======== Data to process ========

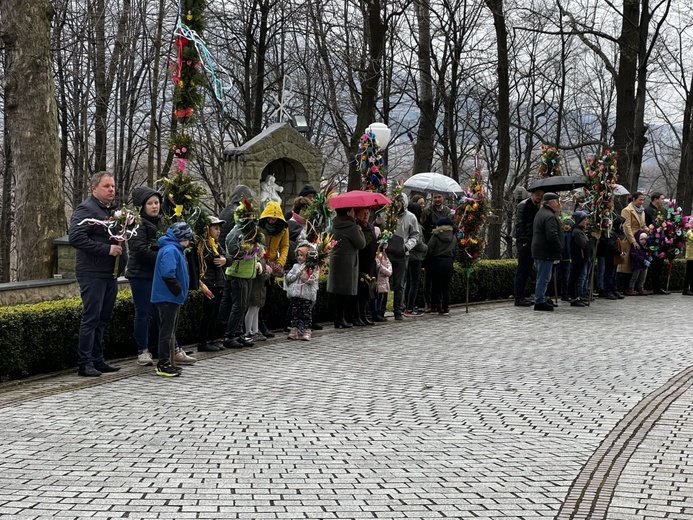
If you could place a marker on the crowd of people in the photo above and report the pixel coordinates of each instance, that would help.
(562, 250)
(363, 269)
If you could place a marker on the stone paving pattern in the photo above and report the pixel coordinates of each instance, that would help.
(490, 414)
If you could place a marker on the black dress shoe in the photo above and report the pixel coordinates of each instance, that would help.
(246, 341)
(88, 371)
(232, 343)
(105, 367)
(342, 324)
(543, 307)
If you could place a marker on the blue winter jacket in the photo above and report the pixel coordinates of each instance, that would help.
(171, 265)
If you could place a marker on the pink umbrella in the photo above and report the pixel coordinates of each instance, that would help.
(358, 199)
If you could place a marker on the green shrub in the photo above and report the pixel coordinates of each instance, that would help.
(40, 338)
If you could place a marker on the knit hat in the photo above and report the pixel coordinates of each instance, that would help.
(181, 230)
(578, 217)
(307, 190)
(638, 234)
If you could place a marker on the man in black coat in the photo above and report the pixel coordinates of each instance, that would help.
(547, 243)
(524, 222)
(96, 258)
(652, 212)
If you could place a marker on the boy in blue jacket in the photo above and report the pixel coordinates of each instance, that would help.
(170, 289)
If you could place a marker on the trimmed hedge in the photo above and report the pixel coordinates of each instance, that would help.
(41, 338)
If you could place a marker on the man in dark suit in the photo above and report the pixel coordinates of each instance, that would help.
(96, 259)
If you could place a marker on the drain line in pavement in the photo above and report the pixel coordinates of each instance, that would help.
(591, 492)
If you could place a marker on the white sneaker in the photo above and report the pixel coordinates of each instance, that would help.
(145, 359)
(181, 358)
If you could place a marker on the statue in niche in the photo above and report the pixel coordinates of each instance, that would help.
(270, 190)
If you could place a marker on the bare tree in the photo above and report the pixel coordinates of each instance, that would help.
(500, 174)
(34, 151)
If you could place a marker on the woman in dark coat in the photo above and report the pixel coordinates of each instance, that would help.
(215, 262)
(441, 257)
(368, 274)
(343, 277)
(140, 268)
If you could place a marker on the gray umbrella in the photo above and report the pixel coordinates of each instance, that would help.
(557, 183)
(432, 182)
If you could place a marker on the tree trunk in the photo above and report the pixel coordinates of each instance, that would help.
(499, 175)
(684, 184)
(32, 120)
(624, 136)
(376, 34)
(6, 211)
(153, 151)
(98, 25)
(425, 135)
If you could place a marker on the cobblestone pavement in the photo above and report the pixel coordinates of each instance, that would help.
(491, 414)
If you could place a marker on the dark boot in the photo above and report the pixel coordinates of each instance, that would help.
(353, 305)
(262, 327)
(339, 321)
(363, 314)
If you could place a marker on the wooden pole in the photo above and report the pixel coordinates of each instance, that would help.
(466, 306)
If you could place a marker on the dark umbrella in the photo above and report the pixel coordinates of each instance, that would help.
(557, 183)
(358, 199)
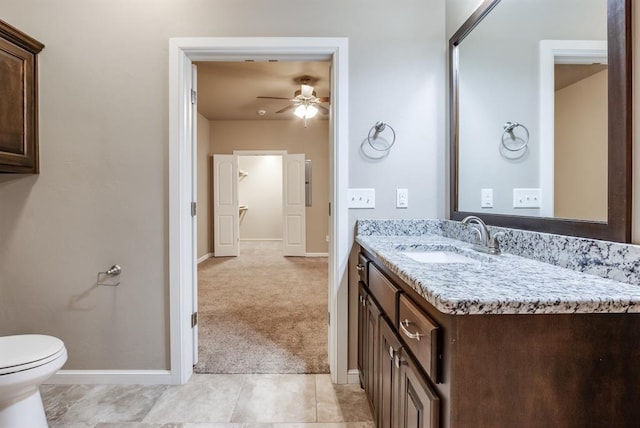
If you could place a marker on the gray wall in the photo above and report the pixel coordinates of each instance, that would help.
(102, 195)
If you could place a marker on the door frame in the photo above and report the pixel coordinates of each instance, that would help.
(182, 52)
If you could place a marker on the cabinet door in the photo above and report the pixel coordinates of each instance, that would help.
(419, 406)
(388, 384)
(362, 336)
(18, 101)
(371, 355)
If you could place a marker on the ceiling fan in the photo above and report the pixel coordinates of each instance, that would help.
(304, 101)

========

Description of the task
The span to print begins at the line containing "If you could place a marker on the gray wall" and ends at the final line of the entries; print it exactly and print nothing else.

Written reply
If you could place a marker on the gray wall in the photo above and report the pixel coordinates of each instance, that would help.
(102, 195)
If you could place a marker on the door frame in the photo above and report the pixel coordinates of each instance, that would help.
(182, 52)
If you could place a marker on the cabinet door in the photo above and report the pixel coordinates of each instance, that would help.
(419, 406)
(388, 384)
(362, 336)
(18, 101)
(371, 355)
If you could place a marker on the ceiling fan in the photo above and report the pixel coordinates of each instance, that would help.
(304, 101)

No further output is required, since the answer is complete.